#### YOUR ASSIGNMENT
All of the material must be duplicated exactly, line by line.

#### RECORDED INFORMATION
- - - -

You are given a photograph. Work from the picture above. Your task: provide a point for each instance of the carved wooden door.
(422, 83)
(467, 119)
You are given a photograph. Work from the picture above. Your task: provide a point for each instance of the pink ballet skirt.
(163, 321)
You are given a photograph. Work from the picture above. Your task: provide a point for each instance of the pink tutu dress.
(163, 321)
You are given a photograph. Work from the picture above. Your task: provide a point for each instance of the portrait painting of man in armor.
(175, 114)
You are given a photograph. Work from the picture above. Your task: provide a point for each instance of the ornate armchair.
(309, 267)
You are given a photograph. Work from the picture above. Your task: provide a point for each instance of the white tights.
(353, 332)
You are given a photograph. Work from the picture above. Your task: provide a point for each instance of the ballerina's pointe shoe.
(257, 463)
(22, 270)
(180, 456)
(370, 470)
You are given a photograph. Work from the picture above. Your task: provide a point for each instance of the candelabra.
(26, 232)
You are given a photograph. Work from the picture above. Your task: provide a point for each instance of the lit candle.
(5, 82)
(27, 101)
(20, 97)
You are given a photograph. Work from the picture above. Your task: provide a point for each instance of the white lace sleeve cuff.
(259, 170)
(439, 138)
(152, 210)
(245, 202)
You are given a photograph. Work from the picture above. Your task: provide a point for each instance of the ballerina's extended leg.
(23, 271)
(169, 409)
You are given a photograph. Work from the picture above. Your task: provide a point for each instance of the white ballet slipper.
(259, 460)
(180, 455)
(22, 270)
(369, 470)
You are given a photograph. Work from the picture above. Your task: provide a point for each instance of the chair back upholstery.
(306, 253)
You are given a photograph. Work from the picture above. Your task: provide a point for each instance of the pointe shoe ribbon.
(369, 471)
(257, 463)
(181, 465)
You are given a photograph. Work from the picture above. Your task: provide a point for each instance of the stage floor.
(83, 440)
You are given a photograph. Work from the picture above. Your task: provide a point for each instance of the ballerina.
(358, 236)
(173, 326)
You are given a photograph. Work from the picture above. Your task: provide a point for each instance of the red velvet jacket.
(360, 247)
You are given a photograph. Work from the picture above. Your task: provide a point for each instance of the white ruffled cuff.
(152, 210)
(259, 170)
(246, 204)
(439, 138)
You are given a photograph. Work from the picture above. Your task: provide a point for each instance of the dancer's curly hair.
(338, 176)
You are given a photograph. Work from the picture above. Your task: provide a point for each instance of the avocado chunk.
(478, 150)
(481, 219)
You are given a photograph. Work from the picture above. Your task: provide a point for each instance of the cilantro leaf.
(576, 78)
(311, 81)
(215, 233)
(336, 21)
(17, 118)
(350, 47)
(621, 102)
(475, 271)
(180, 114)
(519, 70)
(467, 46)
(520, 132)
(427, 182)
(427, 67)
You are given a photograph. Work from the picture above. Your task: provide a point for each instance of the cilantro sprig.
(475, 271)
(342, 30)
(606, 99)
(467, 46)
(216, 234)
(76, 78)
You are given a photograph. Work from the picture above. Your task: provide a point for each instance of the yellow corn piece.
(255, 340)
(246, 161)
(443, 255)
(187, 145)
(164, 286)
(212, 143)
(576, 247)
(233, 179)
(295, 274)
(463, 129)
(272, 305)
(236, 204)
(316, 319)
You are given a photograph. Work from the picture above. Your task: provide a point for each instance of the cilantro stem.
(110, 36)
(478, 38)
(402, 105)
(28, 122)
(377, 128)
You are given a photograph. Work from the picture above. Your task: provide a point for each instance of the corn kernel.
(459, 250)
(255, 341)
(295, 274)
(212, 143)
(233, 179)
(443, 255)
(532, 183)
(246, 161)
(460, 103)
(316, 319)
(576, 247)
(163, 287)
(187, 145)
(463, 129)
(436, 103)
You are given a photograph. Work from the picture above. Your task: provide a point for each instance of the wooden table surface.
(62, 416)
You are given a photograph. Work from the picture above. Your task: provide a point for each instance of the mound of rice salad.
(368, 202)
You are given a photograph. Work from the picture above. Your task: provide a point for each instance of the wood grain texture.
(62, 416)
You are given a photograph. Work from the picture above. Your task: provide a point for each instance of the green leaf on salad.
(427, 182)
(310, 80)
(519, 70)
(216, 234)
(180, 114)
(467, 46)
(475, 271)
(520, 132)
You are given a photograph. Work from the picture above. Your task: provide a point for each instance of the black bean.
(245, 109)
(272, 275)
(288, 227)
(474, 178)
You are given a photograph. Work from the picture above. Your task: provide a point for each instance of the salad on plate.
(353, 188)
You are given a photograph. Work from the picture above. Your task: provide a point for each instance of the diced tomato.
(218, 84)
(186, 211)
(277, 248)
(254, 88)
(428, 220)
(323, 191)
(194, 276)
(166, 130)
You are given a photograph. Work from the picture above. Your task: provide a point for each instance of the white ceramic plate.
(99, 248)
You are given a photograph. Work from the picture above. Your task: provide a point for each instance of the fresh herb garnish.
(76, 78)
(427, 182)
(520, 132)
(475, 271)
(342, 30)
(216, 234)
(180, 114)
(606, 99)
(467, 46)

- - - -

#### WRITTEN SOLUTION
You are given a photograph. Work from the picture above. Your task: provide a point for each instance of the carved wooden door.
(422, 83)
(467, 119)
You are given a photograph. Work from the picture above. Your task: provide a point for each instance of the pink ballet skirt.
(163, 321)
You are given a photograph. Work from the picture above. Your task: provide a point for each instance of the pink tutu dress.
(163, 321)
You are given a photograph. Work from the picture above. Your task: provide a point for each instance of the portrait painting of man in armor.
(175, 114)
You are given a photograph. Work from the picture above. Your task: provide a point for each instance of the ornate armchair.
(309, 267)
You are given a photograph. Work from the picture above. Your task: provide a point for each instance of the white tights.
(353, 332)
You are given a photograph. Work from the picture above. Your task: provide a point for each instance of the ballerina's pointe shoe.
(257, 463)
(22, 270)
(180, 456)
(370, 470)
You are given a photograph. Work from the picture above. Your task: provide a point for each instance of the candelabra.
(26, 232)
You are given a photograph. Work from the picture above. Your task: provide a point for each instance of the lit candle.
(5, 82)
(27, 101)
(20, 97)
You are given a photograph. Work from the picture above. Your task: provide a point for each instance of the white lace sleeve cuff.
(259, 170)
(439, 138)
(152, 210)
(245, 202)
You are given a photograph. Work from the picture above. Your task: provide a point for each instance of the ballerina's extended leg.
(23, 271)
(169, 409)
You are given a photograph. Work from the picture above. Your task: provide a point for each instance of the white ballet slipper.
(259, 460)
(180, 455)
(22, 270)
(369, 470)
You are given a photograph. Work from the picture above. Your task: provide a point for each instance of the chair back upholstery.
(306, 253)
You are given a photograph. Work from the picture above. Your task: provide a point for each instance of the pointe shoe ribbon.
(369, 471)
(257, 463)
(181, 465)
You are given a photograph. Work from the picture above. Your task: provide a point for each instance of the stage floor.
(83, 440)
You are given a photograph. Work from the picture above. Your task: provide a point for each instance of the ballerina.
(358, 236)
(173, 326)
You are given a photograph. Work from the picture above. Your task: provide a point for each instance of the red velvet jacket.
(360, 247)
You are given a photograph. Work from the picture above. Your task: provide a point for each instance of the white ruffled cuff.
(152, 210)
(259, 170)
(246, 204)
(439, 138)
You are given a photograph. Work from the picture above. Your task: provide a point for each instance of the dancer's curly hair.
(338, 176)
You are given a photograph. Work from the picture above. Your task: provide a point for each instance of the avocado chunk.
(478, 150)
(481, 219)
You are given a photograph. Work from the picture above. Your task: provide a point for each instance of the cilantro leaf.
(576, 78)
(311, 81)
(215, 233)
(336, 21)
(17, 118)
(350, 47)
(621, 102)
(475, 271)
(180, 114)
(519, 70)
(467, 46)
(520, 132)
(427, 182)
(427, 67)
You are given a photograph. Work from the picture above. Your task: provide a point for each instance of the cilantro sprig.
(475, 271)
(342, 30)
(606, 99)
(467, 46)
(216, 234)
(76, 78)
You are given a photograph. Work from the picture above. Your task: provide a point for each instance of the yellow corn piece.
(255, 340)
(246, 161)
(443, 255)
(187, 145)
(164, 286)
(212, 143)
(576, 247)
(233, 179)
(295, 274)
(463, 129)
(272, 305)
(236, 204)
(316, 319)
You are given a photograph. Work from the picture above. Your task: provide a point for each instance of the cilantro stem.
(110, 36)
(478, 38)
(402, 105)
(28, 122)
(377, 128)
You are given a photograph. Work from the picture above. Your task: provide a point for each instance of the corn kernel.
(459, 250)
(255, 341)
(295, 274)
(212, 143)
(233, 179)
(443, 255)
(532, 183)
(246, 161)
(460, 103)
(316, 319)
(576, 247)
(163, 287)
(187, 145)
(463, 129)
(436, 103)
You are given a photograph. Work from the picture above. Your task: provide a point for each instance of the wooden table surface.
(62, 416)
You are given a photograph. Work from the picture above. Your task: provide a point for each instance of the mound of rice salad.
(368, 202)
You are given a photograph. Work from the picture above. Your task: provide a point for each instance of the wood grain texture.
(62, 416)
You are given a photograph. Work from the picture above. Your task: provide a point for each instance of the green leaf on salad.
(427, 182)
(310, 80)
(519, 70)
(216, 234)
(180, 114)
(467, 46)
(475, 271)
(520, 132)
You are given a photograph. Work from the picture above. Your task: provide a point for each instance of the black bean.
(245, 109)
(272, 275)
(288, 227)
(474, 178)
You are given a photograph. Work from the picture above. Your task: provide a point for each instance of the salad on plate.
(353, 188)
You are given a photograph. Work from the picture above. Your task: provide a point for each instance of the diced tomato.
(218, 84)
(186, 211)
(277, 248)
(254, 88)
(428, 220)
(323, 191)
(194, 276)
(166, 130)
You are given a photograph. Work from the picture above. Your task: provide a point for each instance of the white ceramic plate.
(99, 248)
You are given a photograph. Work from the picture above. Your task: provide a point for each instance of the fresh herb garnish.
(76, 78)
(427, 182)
(520, 132)
(475, 271)
(342, 30)
(216, 234)
(180, 114)
(606, 99)
(467, 46)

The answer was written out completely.